▶ **Collection entries**:
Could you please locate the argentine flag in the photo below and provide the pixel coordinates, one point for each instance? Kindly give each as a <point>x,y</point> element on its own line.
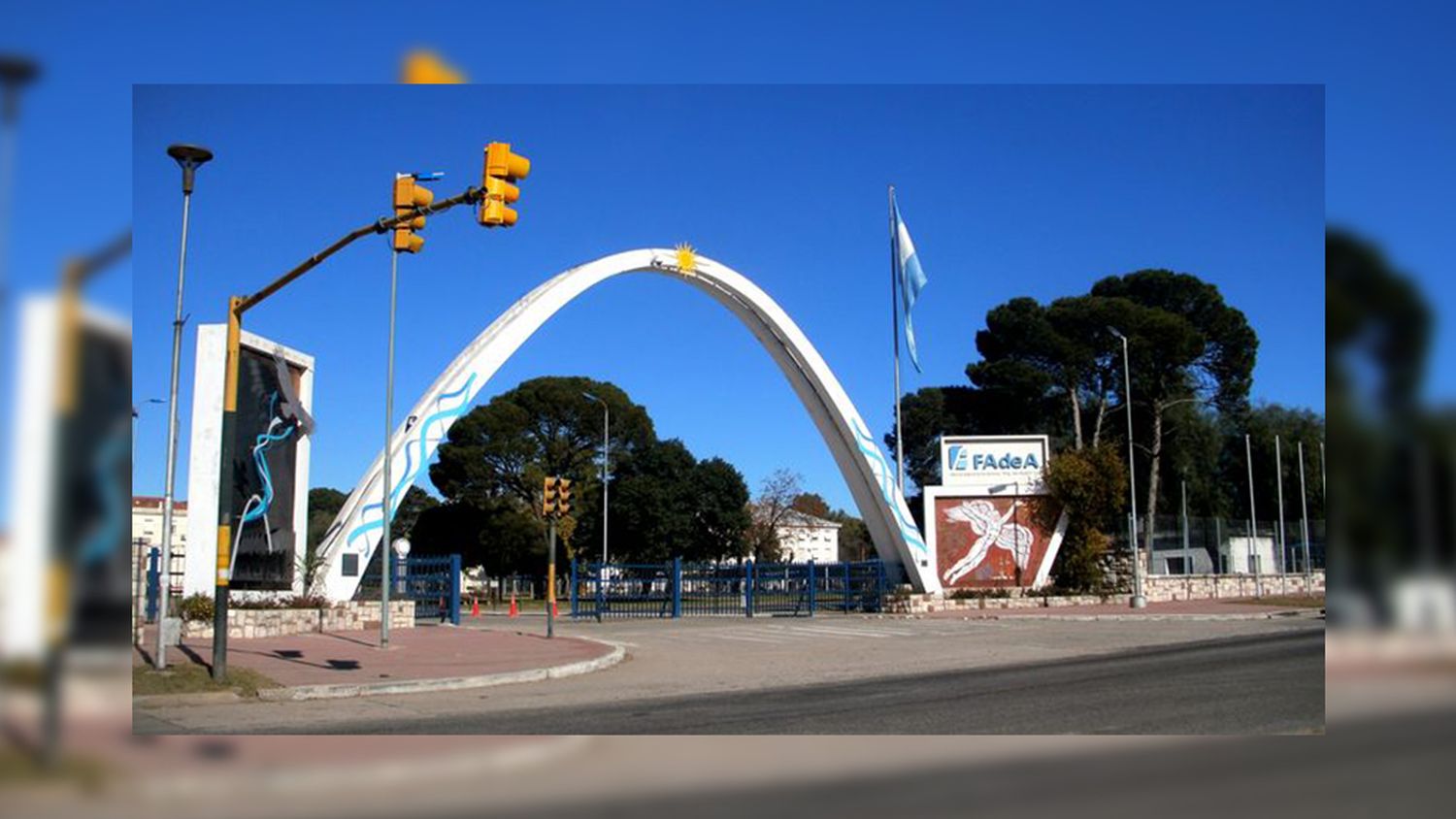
<point>911,279</point>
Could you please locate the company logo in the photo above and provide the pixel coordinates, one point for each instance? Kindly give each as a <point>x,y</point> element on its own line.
<point>961,458</point>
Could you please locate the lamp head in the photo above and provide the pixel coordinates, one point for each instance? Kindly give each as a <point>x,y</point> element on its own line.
<point>189,157</point>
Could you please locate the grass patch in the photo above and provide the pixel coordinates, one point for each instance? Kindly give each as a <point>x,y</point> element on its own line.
<point>22,769</point>
<point>191,678</point>
<point>1287,601</point>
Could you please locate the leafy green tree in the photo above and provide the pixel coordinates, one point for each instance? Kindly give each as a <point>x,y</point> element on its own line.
<point>853,537</point>
<point>402,516</point>
<point>1088,483</point>
<point>323,507</point>
<point>652,504</point>
<point>721,510</point>
<point>811,504</point>
<point>545,426</point>
<point>774,504</point>
<point>1185,345</point>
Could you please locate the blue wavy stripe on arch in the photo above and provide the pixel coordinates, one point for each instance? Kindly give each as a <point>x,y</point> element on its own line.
<point>410,461</point>
<point>887,486</point>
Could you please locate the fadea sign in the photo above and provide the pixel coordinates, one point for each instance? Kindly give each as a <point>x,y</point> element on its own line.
<point>995,461</point>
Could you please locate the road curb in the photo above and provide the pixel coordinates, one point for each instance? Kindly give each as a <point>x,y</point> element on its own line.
<point>1153,617</point>
<point>335,691</point>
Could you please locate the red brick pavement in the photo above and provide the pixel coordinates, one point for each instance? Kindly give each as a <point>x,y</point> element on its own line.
<point>414,653</point>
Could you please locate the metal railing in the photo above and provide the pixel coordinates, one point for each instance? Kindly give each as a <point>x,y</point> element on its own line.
<point>736,589</point>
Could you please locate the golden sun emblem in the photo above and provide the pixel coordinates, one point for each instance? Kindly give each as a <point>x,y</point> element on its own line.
<point>686,258</point>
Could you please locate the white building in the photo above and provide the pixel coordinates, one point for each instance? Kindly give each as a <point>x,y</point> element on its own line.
<point>146,533</point>
<point>806,537</point>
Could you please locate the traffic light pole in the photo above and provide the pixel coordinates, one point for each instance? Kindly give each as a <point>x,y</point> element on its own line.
<point>389,429</point>
<point>550,582</point>
<point>236,306</point>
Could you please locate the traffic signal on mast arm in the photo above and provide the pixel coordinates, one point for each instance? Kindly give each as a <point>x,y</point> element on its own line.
<point>562,496</point>
<point>501,171</point>
<point>410,197</point>
<point>556,496</point>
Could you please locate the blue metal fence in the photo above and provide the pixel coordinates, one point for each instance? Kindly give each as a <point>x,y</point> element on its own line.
<point>431,580</point>
<point>698,589</point>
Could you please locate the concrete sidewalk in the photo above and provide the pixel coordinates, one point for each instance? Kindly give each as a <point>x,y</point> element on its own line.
<point>1226,608</point>
<point>349,664</point>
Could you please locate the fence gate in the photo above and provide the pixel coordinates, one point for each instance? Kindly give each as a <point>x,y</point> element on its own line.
<point>431,580</point>
<point>698,589</point>
<point>153,583</point>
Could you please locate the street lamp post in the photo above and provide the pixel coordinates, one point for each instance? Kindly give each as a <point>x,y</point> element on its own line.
<point>606,438</point>
<point>1139,600</point>
<point>188,157</point>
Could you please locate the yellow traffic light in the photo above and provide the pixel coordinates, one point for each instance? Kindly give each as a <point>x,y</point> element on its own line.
<point>501,169</point>
<point>410,197</point>
<point>427,67</point>
<point>562,496</point>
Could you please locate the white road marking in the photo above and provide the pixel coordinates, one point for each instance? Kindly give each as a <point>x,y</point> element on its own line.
<point>824,630</point>
<point>745,638</point>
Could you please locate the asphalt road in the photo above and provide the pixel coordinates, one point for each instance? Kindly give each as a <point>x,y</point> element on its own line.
<point>1251,684</point>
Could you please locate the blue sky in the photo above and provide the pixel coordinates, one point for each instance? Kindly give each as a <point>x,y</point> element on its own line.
<point>1008,191</point>
<point>1388,119</point>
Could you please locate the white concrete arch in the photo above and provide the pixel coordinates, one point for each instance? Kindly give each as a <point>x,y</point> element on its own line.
<point>867,472</point>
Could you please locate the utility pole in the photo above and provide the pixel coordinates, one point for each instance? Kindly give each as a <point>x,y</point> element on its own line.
<point>1278,472</point>
<point>1304,530</point>
<point>189,157</point>
<point>1139,600</point>
<point>389,431</point>
<point>606,438</point>
<point>1254,556</point>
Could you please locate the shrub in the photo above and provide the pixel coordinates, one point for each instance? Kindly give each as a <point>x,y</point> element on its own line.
<point>197,608</point>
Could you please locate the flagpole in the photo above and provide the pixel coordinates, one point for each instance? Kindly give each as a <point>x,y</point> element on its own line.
<point>894,332</point>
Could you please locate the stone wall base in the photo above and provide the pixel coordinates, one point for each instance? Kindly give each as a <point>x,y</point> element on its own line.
<point>1161,588</point>
<point>352,615</point>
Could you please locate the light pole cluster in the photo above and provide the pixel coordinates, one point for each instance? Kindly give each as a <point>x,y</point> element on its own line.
<point>411,204</point>
<point>1139,598</point>
<point>189,159</point>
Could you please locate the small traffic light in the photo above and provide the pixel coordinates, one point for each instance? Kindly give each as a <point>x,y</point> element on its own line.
<point>501,171</point>
<point>410,197</point>
<point>562,496</point>
<point>556,496</point>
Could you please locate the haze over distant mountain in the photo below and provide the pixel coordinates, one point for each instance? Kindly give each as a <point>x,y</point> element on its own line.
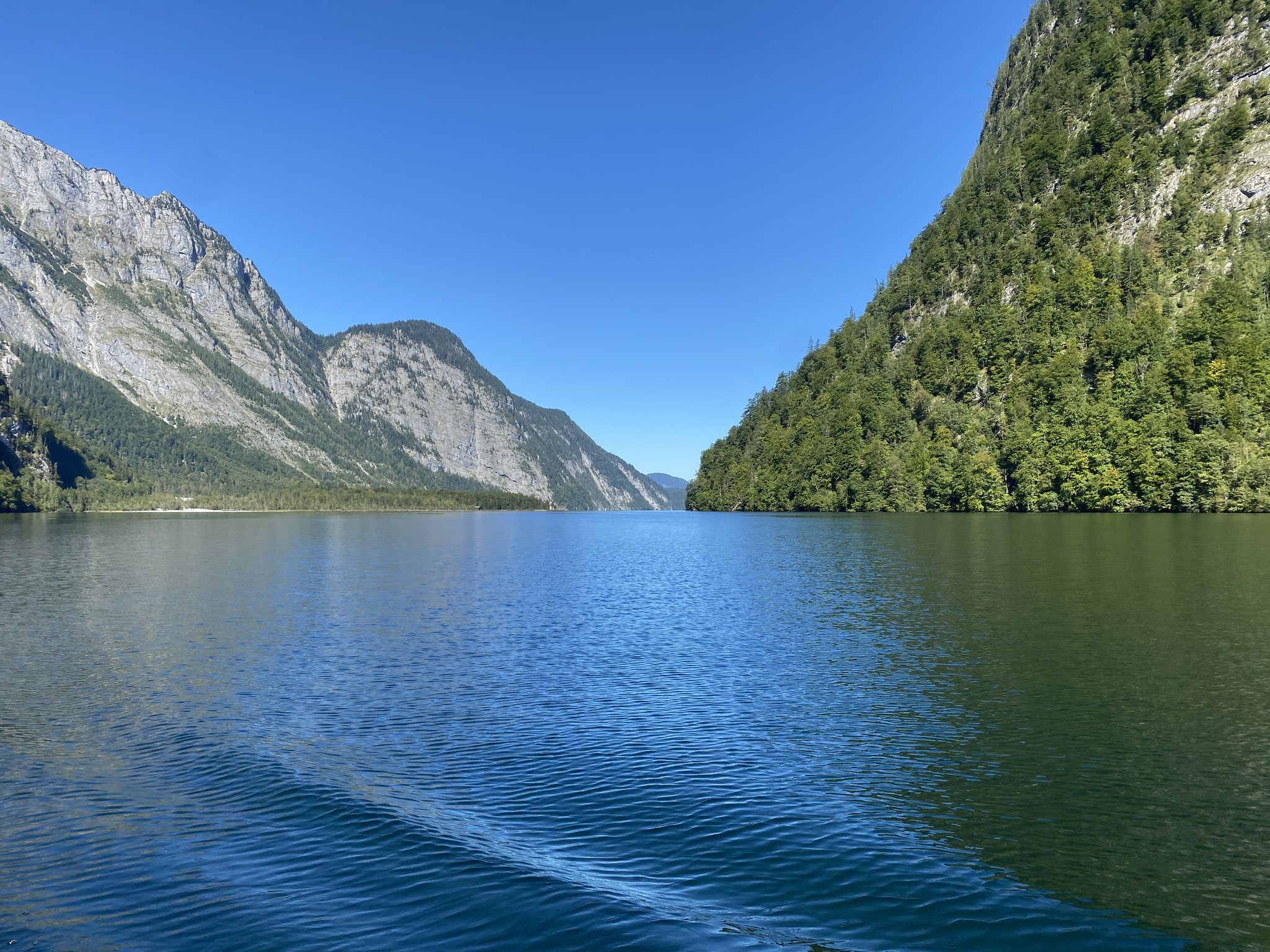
<point>676,488</point>
<point>140,330</point>
<point>666,480</point>
<point>1086,323</point>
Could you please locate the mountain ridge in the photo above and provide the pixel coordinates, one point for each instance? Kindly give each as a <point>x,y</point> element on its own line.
<point>141,295</point>
<point>1083,325</point>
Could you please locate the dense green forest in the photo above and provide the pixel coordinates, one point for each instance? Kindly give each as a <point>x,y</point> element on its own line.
<point>1083,325</point>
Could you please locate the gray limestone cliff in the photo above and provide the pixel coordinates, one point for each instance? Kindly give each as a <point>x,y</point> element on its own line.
<point>141,330</point>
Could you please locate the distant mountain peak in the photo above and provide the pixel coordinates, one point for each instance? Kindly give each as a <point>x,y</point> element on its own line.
<point>667,482</point>
<point>118,311</point>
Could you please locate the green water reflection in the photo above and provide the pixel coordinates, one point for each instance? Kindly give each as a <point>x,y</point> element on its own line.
<point>1110,683</point>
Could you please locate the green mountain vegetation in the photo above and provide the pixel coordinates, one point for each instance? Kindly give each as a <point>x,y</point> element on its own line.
<point>113,456</point>
<point>1083,325</point>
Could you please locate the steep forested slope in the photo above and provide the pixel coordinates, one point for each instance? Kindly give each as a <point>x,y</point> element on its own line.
<point>1083,325</point>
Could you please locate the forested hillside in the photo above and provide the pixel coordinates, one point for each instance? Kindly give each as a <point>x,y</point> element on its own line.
<point>1083,325</point>
<point>141,332</point>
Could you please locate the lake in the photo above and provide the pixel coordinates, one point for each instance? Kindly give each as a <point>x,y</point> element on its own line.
<point>634,731</point>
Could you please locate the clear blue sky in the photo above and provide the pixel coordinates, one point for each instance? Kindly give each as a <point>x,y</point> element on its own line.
<point>637,211</point>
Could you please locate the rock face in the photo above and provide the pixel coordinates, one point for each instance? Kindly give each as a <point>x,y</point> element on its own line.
<point>138,293</point>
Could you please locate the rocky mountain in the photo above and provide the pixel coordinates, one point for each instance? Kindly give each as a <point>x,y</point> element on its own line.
<point>1085,325</point>
<point>133,325</point>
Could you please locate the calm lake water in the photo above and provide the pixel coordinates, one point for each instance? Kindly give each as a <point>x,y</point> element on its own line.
<point>634,731</point>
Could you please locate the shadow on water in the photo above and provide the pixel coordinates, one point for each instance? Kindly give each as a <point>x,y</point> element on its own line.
<point>648,731</point>
<point>1098,699</point>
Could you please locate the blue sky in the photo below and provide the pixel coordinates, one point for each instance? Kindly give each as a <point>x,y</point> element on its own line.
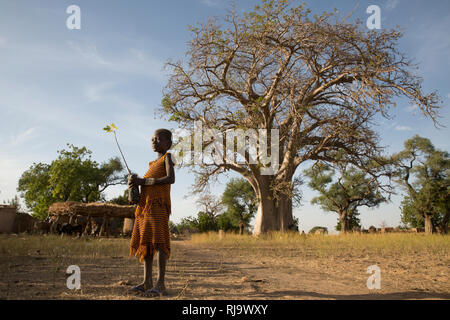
<point>61,86</point>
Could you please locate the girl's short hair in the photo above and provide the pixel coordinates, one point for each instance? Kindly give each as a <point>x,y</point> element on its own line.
<point>166,133</point>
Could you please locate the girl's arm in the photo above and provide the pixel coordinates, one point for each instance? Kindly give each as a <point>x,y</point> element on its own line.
<point>170,174</point>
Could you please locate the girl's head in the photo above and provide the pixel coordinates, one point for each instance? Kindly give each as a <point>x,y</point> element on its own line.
<point>162,140</point>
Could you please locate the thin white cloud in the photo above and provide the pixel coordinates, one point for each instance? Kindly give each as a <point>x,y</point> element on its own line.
<point>134,62</point>
<point>22,137</point>
<point>434,50</point>
<point>96,92</point>
<point>392,4</point>
<point>403,128</point>
<point>211,3</point>
<point>413,109</point>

▶ **WHAT IS REQUIRED**: Word for word, quote the lines from the line containing "Could you please locate the girl's short" through the end of the material, both included, and nothing else.

▶ **RESULT OF THIS EXERCISE**:
Could you please locate the girl's short hair in the photo above and provide the pixel coordinates, one point for each instance? Kindly give each as a <point>x,y</point> element on its own line.
<point>166,133</point>
Could you please locate the girl's arm in the photo above and provide the pixel coordinates, one point for each instance? Kindly give each as a <point>x,y</point> element on its own line.
<point>170,174</point>
Could you please locate the girl's head in the photo above and provide the pixel coordinates, one point for each instance? Kindly give each as a <point>x,y</point> element on its own line.
<point>162,140</point>
Could you please locate the thin white cloud in the photo above and provide the pixel coordinates, one point for each instance? Kindly give each as a <point>x,y</point> element on its own line.
<point>134,62</point>
<point>22,137</point>
<point>434,50</point>
<point>96,92</point>
<point>392,4</point>
<point>403,128</point>
<point>211,3</point>
<point>413,109</point>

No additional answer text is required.